[[ Extract to read, beginning ]]
The many-surgeon team agreed that the most urgent job was to restore the arm’s circulation. Specialists in blood-vessel repair first made sure the blood would have a way to get out. With neat and delicate sutures, they stitched the arm’s two main veins to their extensions in Ev’s shoulder (see diagram). Next, they opened a way for the blood to get in by rejoining the major (brachial) artery. Says Dr. Shaw: “When we took off the clamps from the artery above the break, we rejoiced at the pinking up of the arm as the blood ran through it.” It was just 3½ hours since Ev Knowles’s arm had been severed.

Single Stitches. Lying on the operating table beside its owner, the arm was still attached only by suture threads. To fix it firmly, an orthopedic surgeon drove a stainless-steel rod into the broken upper end of the humerus, through its squishy marrow center, until the end of the rod projected into the shoulder. He fitted the broken bone ends together, pushing the rod down into the marrow of the undamaged lower bone. If new bone grows well enough to make a solid union, the rod may later be withdrawn; otherwise it will be left in place.

The most delicate and difficult part of such restoration surgery is to rejoin the nerves so that they will resume their task of controlling the muscles. Neurosurgeons usually prefer to wait for weeks or months after the original operation before they attempt the job. The M.G.H. surgeons identified the three main nerve bundles in Ev Knowles’s shoulder and arm, drew them together, and rejoined each with a single dacron stitch—a holding operation so that the nerves will not shrink.
[[ Extract to read, end ]]
[[ Material provided, beginning ]]
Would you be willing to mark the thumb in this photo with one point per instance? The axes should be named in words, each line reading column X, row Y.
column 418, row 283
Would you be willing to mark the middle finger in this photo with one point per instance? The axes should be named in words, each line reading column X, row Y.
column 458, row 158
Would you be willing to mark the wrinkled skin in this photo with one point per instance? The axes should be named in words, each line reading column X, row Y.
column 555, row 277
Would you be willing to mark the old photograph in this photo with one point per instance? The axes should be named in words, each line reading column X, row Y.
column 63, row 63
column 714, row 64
[[ Material provided, end ]]
List of tasks -
1. Update the surgery account by writing out everything from "The many-surgeon team" down to "had been severed.", with "rejoiced" changed to "cheered".
2. Answer these questions about the surgery account:
(a) How many hours had passed since Ev Knowles's arm was severed when blood ran through it again?
(b) What was the rod driven into the humerus made of?
(c) How many main nerve bundles did the M.G.H. surgeons identify in the shoulder and arm?

Task-by-task outputs -
1.
The many-surgeon team agreed that the most urgent job was to restore the arm’s circulation. Specialists in blood-vessel repair first made sure the blood would have a way to get out. With neat and delicate sutures, they stitched the arm’s two main veins to their extensions in Ev’s shoulder (see diagram). Next, they opened a way for the blood to get in by rejoining the major (brachial) artery. Says Dr. Shaw: “When we took off the clamps from the artery above the break, we cheered at the pinking up of the arm as the blood ran through it.” It was just 3½ hours since Ev Knowles’s arm had been severed.

2.
(a) 3½ hours
(b) Stainless steel
(c) Three